» **Data items**
## Begin

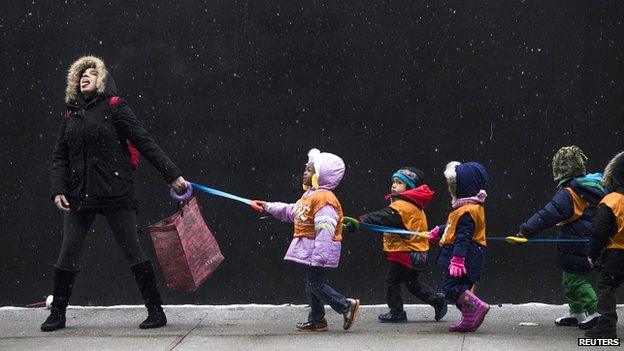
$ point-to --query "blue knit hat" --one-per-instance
(412, 177)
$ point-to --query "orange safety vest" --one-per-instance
(615, 201)
(580, 205)
(414, 220)
(307, 207)
(477, 213)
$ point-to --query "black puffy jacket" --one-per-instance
(91, 161)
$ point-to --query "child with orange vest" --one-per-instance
(406, 255)
(606, 248)
(317, 217)
(463, 242)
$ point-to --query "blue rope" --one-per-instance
(384, 229)
(500, 238)
(216, 192)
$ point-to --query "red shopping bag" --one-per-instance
(186, 249)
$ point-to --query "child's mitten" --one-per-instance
(457, 268)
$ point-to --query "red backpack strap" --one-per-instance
(134, 153)
(113, 101)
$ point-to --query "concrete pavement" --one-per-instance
(271, 327)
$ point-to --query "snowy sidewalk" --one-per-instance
(270, 327)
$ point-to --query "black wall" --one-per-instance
(237, 92)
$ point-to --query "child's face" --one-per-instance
(397, 186)
(308, 173)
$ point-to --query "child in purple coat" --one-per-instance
(317, 218)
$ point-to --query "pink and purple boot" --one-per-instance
(473, 312)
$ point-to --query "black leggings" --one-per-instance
(123, 224)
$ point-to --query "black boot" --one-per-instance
(63, 285)
(144, 276)
(392, 317)
(440, 306)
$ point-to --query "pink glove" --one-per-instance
(434, 234)
(457, 268)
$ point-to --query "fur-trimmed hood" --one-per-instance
(466, 179)
(72, 91)
(613, 178)
(328, 167)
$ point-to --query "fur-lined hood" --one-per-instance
(466, 179)
(329, 169)
(613, 177)
(75, 72)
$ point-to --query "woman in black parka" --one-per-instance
(92, 174)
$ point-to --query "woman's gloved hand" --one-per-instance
(258, 206)
(434, 234)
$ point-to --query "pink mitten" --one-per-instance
(434, 234)
(457, 268)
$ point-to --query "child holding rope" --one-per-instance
(406, 255)
(572, 211)
(463, 242)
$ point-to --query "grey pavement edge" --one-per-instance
(272, 327)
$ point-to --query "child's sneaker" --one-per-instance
(351, 313)
(390, 317)
(589, 321)
(570, 319)
(599, 332)
(319, 326)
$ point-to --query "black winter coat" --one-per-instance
(91, 161)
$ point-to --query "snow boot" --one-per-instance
(473, 312)
(144, 276)
(589, 320)
(319, 326)
(63, 285)
(570, 319)
(440, 306)
(392, 317)
(351, 313)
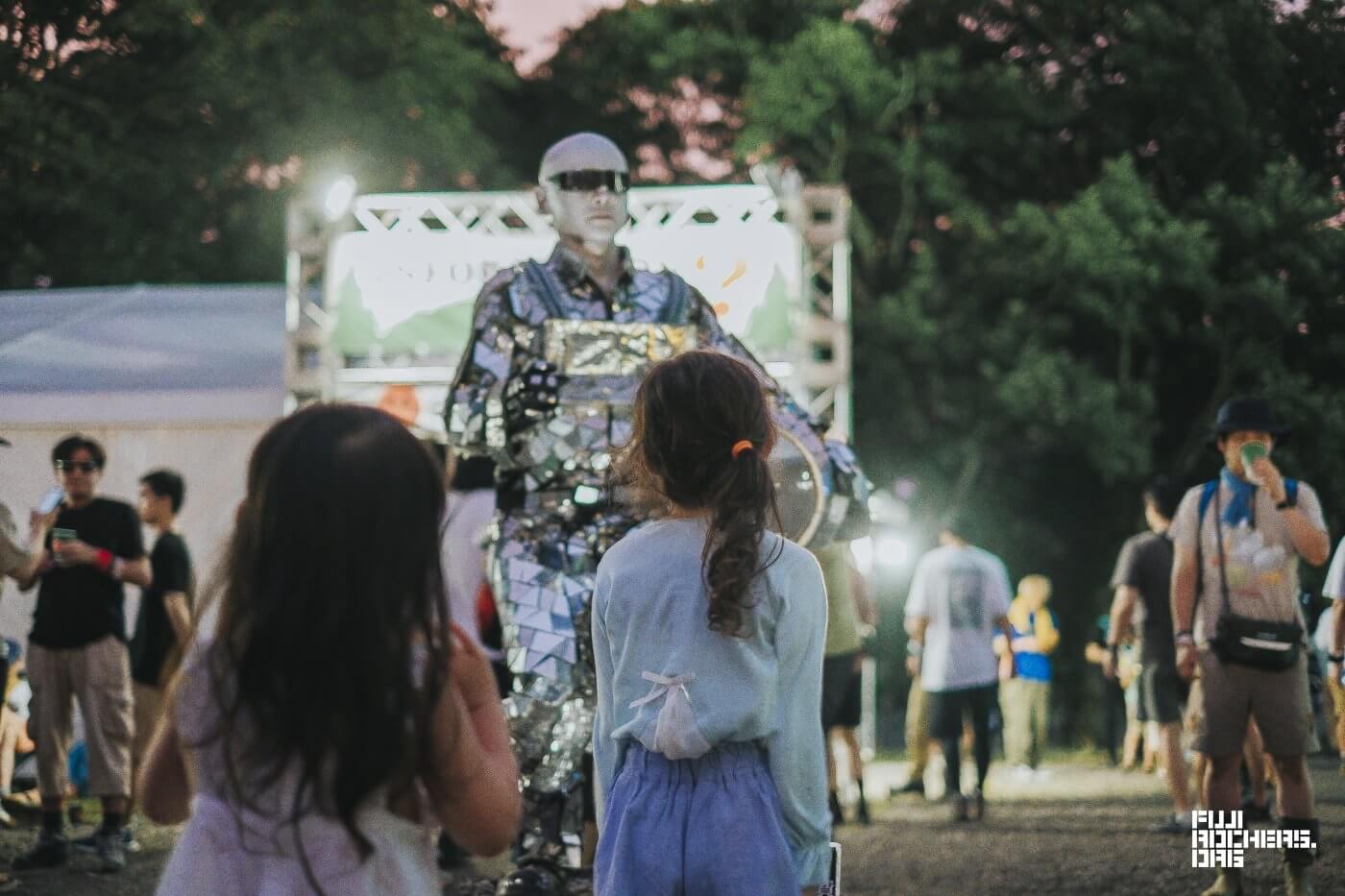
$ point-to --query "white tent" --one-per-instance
(182, 376)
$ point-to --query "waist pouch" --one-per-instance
(1257, 643)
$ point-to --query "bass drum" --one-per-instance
(797, 489)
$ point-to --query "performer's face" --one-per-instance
(588, 206)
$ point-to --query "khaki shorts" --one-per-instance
(1230, 693)
(98, 675)
(150, 707)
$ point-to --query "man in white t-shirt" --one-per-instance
(958, 603)
(1240, 537)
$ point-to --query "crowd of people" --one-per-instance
(1207, 631)
(675, 675)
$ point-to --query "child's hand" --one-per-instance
(470, 671)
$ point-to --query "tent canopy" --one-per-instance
(197, 352)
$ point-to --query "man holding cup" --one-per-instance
(78, 650)
(1236, 618)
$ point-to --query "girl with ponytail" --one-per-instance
(708, 635)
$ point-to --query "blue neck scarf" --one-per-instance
(1239, 509)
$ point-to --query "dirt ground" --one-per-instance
(1076, 831)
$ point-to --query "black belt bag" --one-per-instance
(1271, 646)
(1257, 643)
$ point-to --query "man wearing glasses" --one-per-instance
(78, 650)
(545, 389)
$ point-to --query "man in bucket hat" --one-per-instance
(1237, 541)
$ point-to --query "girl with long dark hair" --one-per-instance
(708, 635)
(335, 717)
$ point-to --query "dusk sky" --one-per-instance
(533, 24)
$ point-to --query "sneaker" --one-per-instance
(111, 851)
(1173, 825)
(50, 851)
(90, 842)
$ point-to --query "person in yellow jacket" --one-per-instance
(1025, 698)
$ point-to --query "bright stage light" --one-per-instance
(892, 550)
(863, 552)
(339, 197)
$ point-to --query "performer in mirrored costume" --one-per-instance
(545, 388)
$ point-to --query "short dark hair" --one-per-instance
(1163, 493)
(67, 447)
(165, 483)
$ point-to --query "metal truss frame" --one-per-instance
(818, 213)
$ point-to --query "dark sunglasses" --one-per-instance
(591, 180)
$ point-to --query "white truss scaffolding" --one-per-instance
(818, 214)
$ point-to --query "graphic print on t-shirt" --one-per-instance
(966, 597)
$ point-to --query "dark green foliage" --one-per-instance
(168, 153)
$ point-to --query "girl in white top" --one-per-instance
(335, 717)
(708, 640)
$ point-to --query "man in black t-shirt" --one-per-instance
(78, 650)
(1143, 574)
(163, 626)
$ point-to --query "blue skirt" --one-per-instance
(708, 826)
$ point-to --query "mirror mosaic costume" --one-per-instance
(547, 388)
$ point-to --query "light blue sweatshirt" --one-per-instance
(649, 615)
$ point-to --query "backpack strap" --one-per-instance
(679, 298)
(547, 288)
(1207, 494)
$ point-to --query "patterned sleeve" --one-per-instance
(1334, 587)
(475, 410)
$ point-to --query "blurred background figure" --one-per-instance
(849, 611)
(1025, 698)
(959, 599)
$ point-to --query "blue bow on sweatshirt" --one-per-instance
(1239, 509)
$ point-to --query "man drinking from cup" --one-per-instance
(78, 650)
(1236, 544)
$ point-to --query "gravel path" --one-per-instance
(1079, 831)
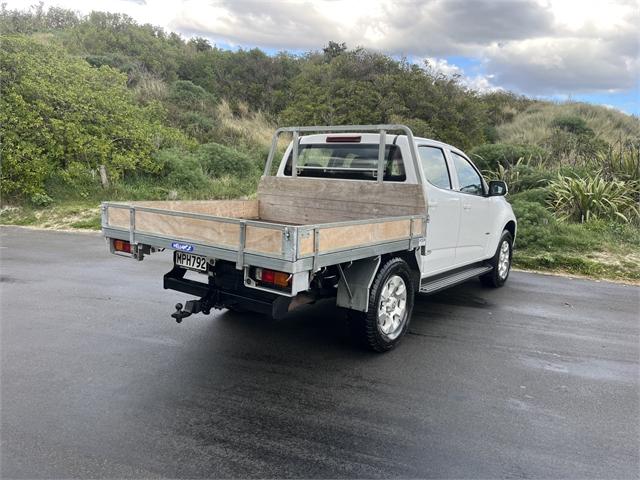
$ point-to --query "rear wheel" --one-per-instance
(390, 306)
(501, 262)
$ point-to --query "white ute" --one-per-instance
(369, 215)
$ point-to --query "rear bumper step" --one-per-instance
(212, 296)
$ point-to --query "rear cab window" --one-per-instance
(434, 166)
(469, 180)
(347, 161)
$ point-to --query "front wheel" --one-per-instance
(501, 262)
(390, 307)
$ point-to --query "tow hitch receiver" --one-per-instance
(191, 307)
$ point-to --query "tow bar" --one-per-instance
(191, 307)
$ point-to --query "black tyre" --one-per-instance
(390, 307)
(501, 262)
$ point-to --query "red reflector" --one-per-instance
(343, 139)
(122, 246)
(268, 276)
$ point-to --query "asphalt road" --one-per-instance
(537, 379)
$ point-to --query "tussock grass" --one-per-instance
(534, 125)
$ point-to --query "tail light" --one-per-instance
(122, 246)
(272, 277)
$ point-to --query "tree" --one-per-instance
(56, 110)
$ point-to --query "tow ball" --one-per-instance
(191, 307)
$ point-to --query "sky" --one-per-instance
(554, 49)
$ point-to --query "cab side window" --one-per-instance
(434, 166)
(468, 178)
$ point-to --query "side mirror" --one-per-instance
(497, 188)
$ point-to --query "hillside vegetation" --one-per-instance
(99, 107)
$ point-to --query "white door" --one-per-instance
(444, 212)
(475, 222)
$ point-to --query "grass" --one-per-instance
(67, 216)
(534, 125)
(597, 249)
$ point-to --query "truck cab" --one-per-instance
(466, 214)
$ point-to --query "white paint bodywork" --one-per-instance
(462, 228)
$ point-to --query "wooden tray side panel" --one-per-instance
(350, 236)
(263, 240)
(312, 200)
(246, 209)
(192, 229)
(118, 217)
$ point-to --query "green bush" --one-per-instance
(181, 169)
(536, 195)
(584, 199)
(491, 155)
(572, 124)
(217, 160)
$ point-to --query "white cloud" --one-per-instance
(481, 83)
(533, 46)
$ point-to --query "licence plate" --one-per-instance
(190, 261)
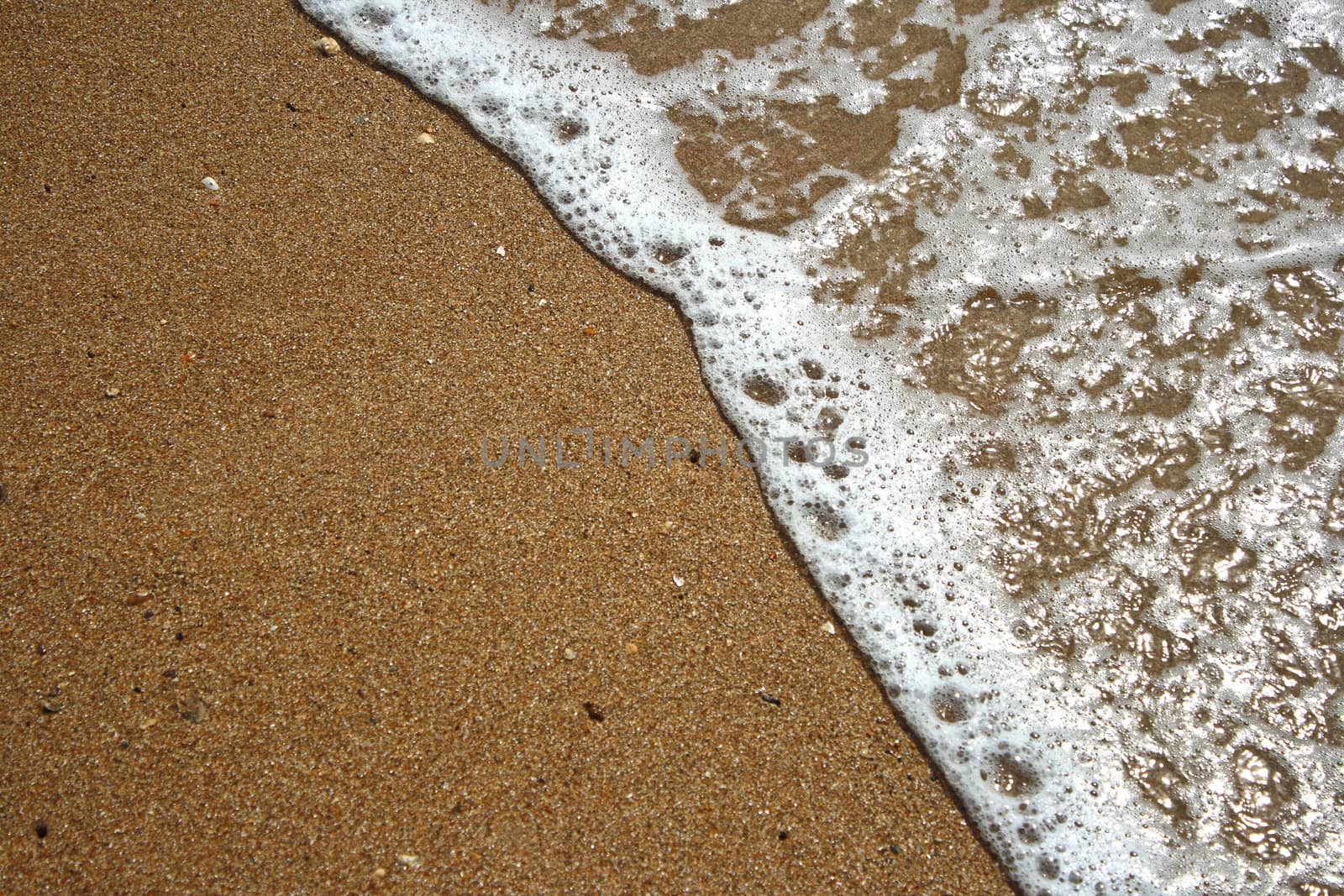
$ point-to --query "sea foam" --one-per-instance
(1068, 273)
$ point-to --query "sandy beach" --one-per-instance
(268, 624)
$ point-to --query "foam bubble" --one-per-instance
(1068, 275)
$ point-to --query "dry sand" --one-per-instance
(269, 624)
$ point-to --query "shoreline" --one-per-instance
(270, 624)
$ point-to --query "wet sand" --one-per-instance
(266, 621)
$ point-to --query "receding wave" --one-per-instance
(1068, 275)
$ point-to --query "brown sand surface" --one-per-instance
(266, 621)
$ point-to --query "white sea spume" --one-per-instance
(1209, 763)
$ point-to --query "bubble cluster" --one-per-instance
(1068, 273)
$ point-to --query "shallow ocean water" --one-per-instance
(1068, 275)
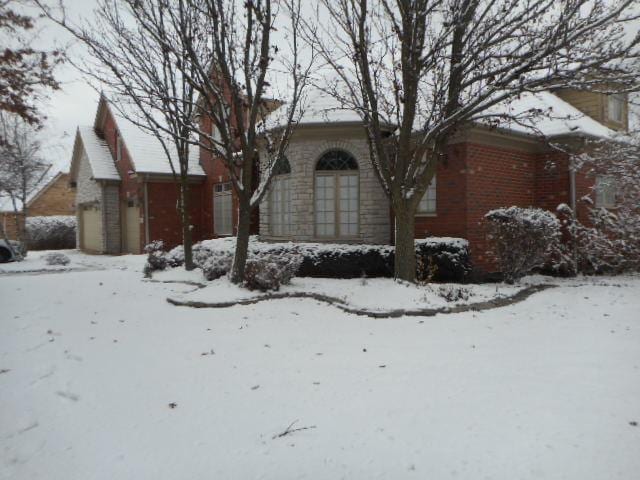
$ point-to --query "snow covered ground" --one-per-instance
(101, 378)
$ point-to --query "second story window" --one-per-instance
(615, 107)
(427, 203)
(118, 147)
(605, 191)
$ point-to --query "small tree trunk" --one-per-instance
(405, 256)
(186, 224)
(242, 241)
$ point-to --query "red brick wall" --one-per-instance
(164, 220)
(496, 177)
(451, 201)
(217, 173)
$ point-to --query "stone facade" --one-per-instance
(87, 189)
(106, 196)
(305, 148)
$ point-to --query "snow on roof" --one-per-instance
(98, 154)
(145, 150)
(319, 108)
(557, 117)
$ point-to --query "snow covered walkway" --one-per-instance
(101, 378)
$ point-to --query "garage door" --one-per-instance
(133, 230)
(92, 229)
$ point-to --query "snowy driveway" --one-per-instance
(91, 364)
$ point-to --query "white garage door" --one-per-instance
(133, 230)
(92, 229)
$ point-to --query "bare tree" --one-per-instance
(22, 169)
(139, 56)
(181, 61)
(609, 239)
(417, 71)
(245, 73)
(24, 70)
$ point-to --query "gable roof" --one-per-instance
(559, 119)
(562, 118)
(145, 150)
(98, 154)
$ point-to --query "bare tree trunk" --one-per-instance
(185, 221)
(405, 254)
(242, 240)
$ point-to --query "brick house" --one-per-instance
(54, 197)
(326, 190)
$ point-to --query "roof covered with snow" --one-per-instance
(318, 108)
(98, 153)
(145, 149)
(556, 117)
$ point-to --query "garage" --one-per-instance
(132, 229)
(91, 229)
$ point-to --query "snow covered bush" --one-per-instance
(215, 265)
(447, 259)
(51, 233)
(156, 257)
(56, 258)
(608, 241)
(269, 272)
(454, 293)
(522, 239)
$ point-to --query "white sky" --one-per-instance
(75, 103)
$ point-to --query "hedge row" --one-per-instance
(438, 259)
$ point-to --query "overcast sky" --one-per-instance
(75, 103)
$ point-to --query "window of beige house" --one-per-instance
(337, 192)
(118, 147)
(280, 199)
(222, 209)
(605, 191)
(427, 203)
(615, 107)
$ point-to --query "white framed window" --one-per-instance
(215, 134)
(222, 209)
(280, 199)
(428, 203)
(337, 195)
(615, 107)
(605, 191)
(118, 147)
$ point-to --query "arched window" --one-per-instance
(280, 199)
(337, 195)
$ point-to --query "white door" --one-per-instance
(133, 230)
(92, 229)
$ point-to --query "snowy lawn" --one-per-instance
(101, 378)
(374, 294)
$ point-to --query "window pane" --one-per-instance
(348, 209)
(325, 205)
(428, 202)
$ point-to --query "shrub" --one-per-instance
(454, 293)
(56, 258)
(51, 233)
(269, 272)
(216, 265)
(446, 259)
(522, 239)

## End

» **Work to do**
State how many of the lines above contain the string "house", with case counting. Give only the number.

» **Output of the task**
2